▶ [Instructions to follow] Copy the material below word for word, omitting the pictures.
======== Material supplied
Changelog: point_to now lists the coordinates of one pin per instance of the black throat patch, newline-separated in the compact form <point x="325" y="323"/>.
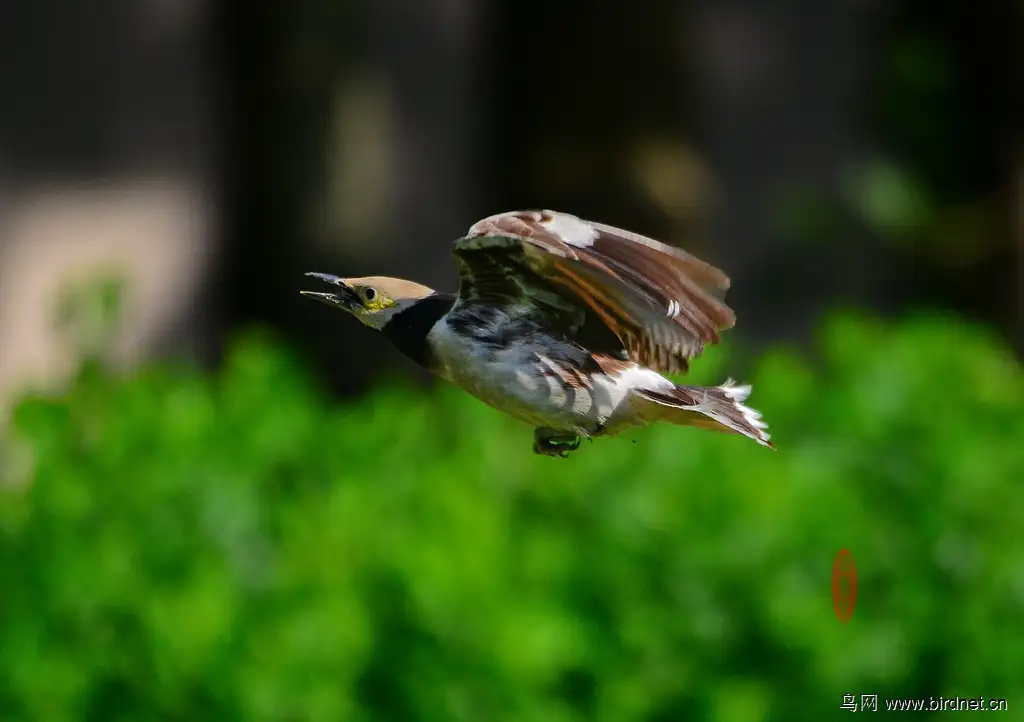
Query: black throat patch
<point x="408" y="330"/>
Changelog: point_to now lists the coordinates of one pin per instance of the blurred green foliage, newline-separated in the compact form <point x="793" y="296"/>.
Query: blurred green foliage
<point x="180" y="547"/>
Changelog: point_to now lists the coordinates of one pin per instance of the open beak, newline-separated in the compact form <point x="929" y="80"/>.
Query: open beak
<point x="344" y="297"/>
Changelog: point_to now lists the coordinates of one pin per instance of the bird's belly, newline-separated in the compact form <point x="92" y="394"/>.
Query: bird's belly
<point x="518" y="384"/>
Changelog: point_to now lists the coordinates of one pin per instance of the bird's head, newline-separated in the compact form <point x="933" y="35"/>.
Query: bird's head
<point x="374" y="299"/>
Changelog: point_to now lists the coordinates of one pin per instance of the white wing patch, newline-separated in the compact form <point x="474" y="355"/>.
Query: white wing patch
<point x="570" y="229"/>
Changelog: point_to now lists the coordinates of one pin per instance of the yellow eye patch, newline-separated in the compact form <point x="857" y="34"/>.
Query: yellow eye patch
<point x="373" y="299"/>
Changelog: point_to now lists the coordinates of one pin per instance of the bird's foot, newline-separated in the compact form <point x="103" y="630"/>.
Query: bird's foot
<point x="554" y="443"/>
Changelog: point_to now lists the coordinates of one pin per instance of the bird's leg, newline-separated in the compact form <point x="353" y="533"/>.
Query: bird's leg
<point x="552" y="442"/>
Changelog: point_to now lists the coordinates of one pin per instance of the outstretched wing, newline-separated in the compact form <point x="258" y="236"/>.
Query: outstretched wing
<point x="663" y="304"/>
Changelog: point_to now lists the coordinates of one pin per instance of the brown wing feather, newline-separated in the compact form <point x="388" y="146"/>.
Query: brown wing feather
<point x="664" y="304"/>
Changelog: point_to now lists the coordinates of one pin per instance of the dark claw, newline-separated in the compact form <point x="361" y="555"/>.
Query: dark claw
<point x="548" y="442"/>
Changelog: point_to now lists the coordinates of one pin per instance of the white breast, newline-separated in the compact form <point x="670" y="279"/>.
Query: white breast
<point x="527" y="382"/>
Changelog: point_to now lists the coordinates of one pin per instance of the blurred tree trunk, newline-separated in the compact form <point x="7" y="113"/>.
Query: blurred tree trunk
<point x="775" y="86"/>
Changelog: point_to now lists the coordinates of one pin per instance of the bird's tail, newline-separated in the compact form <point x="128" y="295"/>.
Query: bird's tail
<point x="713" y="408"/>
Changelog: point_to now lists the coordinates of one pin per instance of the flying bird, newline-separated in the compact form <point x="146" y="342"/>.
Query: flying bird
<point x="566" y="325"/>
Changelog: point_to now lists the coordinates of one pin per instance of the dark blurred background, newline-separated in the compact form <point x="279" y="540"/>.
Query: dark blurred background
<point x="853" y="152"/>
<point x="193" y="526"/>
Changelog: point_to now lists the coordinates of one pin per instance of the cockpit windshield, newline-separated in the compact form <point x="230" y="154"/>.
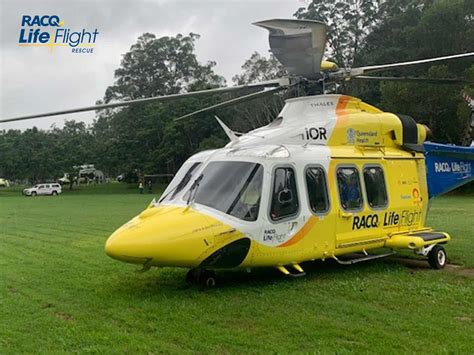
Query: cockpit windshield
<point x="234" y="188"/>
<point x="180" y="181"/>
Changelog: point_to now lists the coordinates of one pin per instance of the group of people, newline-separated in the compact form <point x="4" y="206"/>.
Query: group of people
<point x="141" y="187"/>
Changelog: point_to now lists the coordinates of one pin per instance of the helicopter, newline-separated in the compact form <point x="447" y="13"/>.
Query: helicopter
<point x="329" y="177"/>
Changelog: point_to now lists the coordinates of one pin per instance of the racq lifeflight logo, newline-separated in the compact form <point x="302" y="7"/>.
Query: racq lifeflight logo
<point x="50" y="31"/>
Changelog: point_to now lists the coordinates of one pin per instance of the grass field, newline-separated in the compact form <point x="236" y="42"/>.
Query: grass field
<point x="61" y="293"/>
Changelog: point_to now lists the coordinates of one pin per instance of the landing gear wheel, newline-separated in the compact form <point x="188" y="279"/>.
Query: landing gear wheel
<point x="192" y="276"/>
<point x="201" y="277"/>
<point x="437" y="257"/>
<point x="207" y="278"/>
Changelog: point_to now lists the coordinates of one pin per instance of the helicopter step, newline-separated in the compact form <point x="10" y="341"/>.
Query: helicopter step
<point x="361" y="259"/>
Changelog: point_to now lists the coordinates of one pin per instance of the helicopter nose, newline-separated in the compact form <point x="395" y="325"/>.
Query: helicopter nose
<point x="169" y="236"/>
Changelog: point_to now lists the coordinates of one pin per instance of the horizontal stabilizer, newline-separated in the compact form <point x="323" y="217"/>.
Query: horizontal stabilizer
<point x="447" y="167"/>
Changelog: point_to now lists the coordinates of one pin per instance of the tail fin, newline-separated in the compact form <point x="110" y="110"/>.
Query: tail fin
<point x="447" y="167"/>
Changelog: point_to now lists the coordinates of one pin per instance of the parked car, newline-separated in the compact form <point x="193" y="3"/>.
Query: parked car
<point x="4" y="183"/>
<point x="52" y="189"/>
================
▶ [Reply to the task]
Changelog: point_to now lists the coordinates of one pin per instance of the black throat patch, newline-separated in the compact form <point x="325" y="323"/>.
Query: black throat patch
<point x="408" y="330"/>
Changelog: point_to now lists the coordinates of one pin per instance of the blurred green foliage, newline-separated in the compact form <point x="793" y="296"/>.
Query: blurred green foliage
<point x="180" y="547"/>
Changelog: point_to now lists the coordinates of one pin per instance of the open beak, newline-separated in the compact form <point x="929" y="80"/>.
Query: open beak
<point x="344" y="297"/>
Changelog: point_to now lists the coordinates of one pin per instance of the bird's belly, newline-separated in the compact form <point x="92" y="394"/>.
Query: bird's belly
<point x="518" y="384"/>
Changelog: point_to now lists the coordinates of one pin per instance of the bird's head, newline-separated in the compact form <point x="933" y="35"/>.
Query: bird's head
<point x="374" y="299"/>
Changelog: point_to now lists the coordinates of one pin per instance of the white wing patch, newline-separated in the compact form <point x="474" y="355"/>.
Query: white wing patch
<point x="570" y="229"/>
Changelog: point_to now lists the coordinates of one pin per instance of the yellow eye patch, newline-separated in the compact form <point x="857" y="34"/>.
Query: yellow eye patch
<point x="373" y="299"/>
Changelog: point_to now lists the coordinates of one pin per instance of the bird's foot, newline-separated in the compact form <point x="103" y="630"/>.
Query: bird's foot
<point x="554" y="443"/>
Changelog: point_to now lists the coordinates of one pin per instance of the bird's leg, newline-separated in the compact form <point x="353" y="533"/>.
Query: bird's leg
<point x="552" y="442"/>
Changelog: point_to now lists the coordinates of one pin per instance of the outstretched wing, newline-separated in the compact form <point x="258" y="236"/>.
Query: outstretched wing
<point x="663" y="304"/>
Changelog: point_to now lists the coordinates of one pin per instance of the brown wing feather, newline-separated in the compact form <point x="388" y="146"/>.
Query: brown wing feather
<point x="664" y="304"/>
Changelog: point_to now lists the coordinates of one pin per instance of the dark claw, newline-separated in the compact form <point x="361" y="555"/>.
Query: dark claw
<point x="548" y="442"/>
Changelog: point_to now lists the coordinates of one pin per instance of the white breast, newline-separated in the compact form <point x="670" y="279"/>.
Query: white breast
<point x="527" y="382"/>
Changelog: point_to now lists the coordinates of one pin per instance of the blurred tree trunk, newline-separated in the compact form <point x="7" y="113"/>.
Query: blurred tree trunk
<point x="775" y="86"/>
Changelog: point_to now lists the coordinates of one pin per instance of the bird's tail, newline-separated in the compact form <point x="128" y="295"/>.
Query: bird's tail
<point x="713" y="408"/>
Changelog: point_to now lists the coordinates of one pin per instance of the flying bird, newline-separated in the compact form <point x="146" y="342"/>.
Query: flying bird
<point x="566" y="325"/>
Changelog: point_to now lists the coordinates of one pin per instance of the dark blurred background, newline-separated in the compact form <point x="279" y="540"/>.
Query: dark blurred background
<point x="853" y="152"/>
<point x="193" y="526"/>
Changelog: point_to now lists the coordinates of one pin per instance of the cockpit windshield, newline-separated in the compact form <point x="230" y="154"/>.
Query: cockpit windshield
<point x="234" y="188"/>
<point x="180" y="181"/>
Changelog: point_to now lists the coordinates of one pin per instance of the group of people, newline-separated in the compact form <point x="4" y="206"/>.
Query: group of people
<point x="141" y="187"/>
Changelog: point_to now lists the coordinates of one pin per instance of the helicopter, newline-separated in the compact form <point x="447" y="13"/>.
Query: helicopter
<point x="329" y="177"/>
Changelog: point_to now lists the coordinates of one pin per instance of the racq lifeflight logo, newline-separated in the compact form <point x="302" y="7"/>.
Query: racq lifeflight logo
<point x="50" y="31"/>
Changelog: point_to now lists the coordinates of one pin per instance of the grass field, newline-separated in the compact form <point x="236" y="42"/>.
Query: grass field
<point x="61" y="293"/>
Changelog: point_to now lists the coordinates of one pin per instance of the landing gear wheel, newline-separated in the compact form <point x="188" y="279"/>.
Query: landing gear wheel
<point x="192" y="276"/>
<point x="201" y="277"/>
<point x="437" y="257"/>
<point x="207" y="278"/>
Changelog: point_to now lists the coordinates of one pin per instance of the helicopter step, newline-separated in the compact form <point x="10" y="341"/>.
Query: helicopter step
<point x="361" y="259"/>
Changelog: point_to now lists the coordinates of one pin per instance of the helicopter nose, newline-separated in the compact form <point x="395" y="325"/>.
Query: helicopter nose
<point x="169" y="236"/>
Changelog: point_to now lists the coordinates of one pin per instance of the horizontal stabilizer, newline-separated in the compact form <point x="323" y="217"/>.
Query: horizontal stabilizer
<point x="447" y="167"/>
Changelog: point_to now lists the coordinates of one pin per instance of the tail fin, newline-separated in the compact form <point x="110" y="110"/>.
Query: tail fin
<point x="447" y="167"/>
Changelog: point_to now lists the coordinates of one pin per instance of the parked car, newline-separated in the compact form <point x="193" y="3"/>.
Query: parked car
<point x="4" y="183"/>
<point x="52" y="189"/>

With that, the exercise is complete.